--- Begin ---
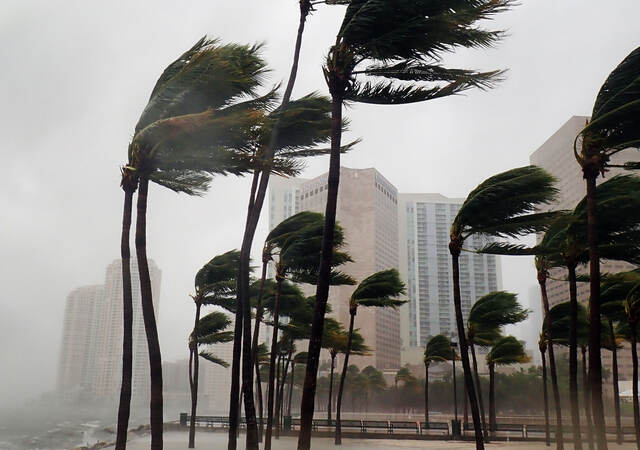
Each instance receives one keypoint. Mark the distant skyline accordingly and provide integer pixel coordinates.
(75, 80)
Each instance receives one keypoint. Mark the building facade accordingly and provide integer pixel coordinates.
(425, 264)
(77, 355)
(367, 210)
(99, 321)
(557, 157)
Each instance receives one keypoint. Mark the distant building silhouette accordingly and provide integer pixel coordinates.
(90, 361)
(425, 264)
--- End ---
▸ What the task requires
Please put the lines of the material above into a numbered list, leaving out blank lines and the pictures.

▸ Task response
1. Each instance receives one keypoint. Mark the distant skyline accordingly and provide integer pixel coordinates.
2. (75, 80)
3. Each instance receives one keypoint. Mark the building facade accordingly and provide integer pixel coordinates.
4. (425, 264)
5. (77, 355)
6. (367, 210)
7. (99, 321)
8. (557, 157)
9. Each instance receives one keypoint. Mark the distant building silhouette accordingly and provide integer pixel coordinates.
10. (90, 361)
11. (425, 264)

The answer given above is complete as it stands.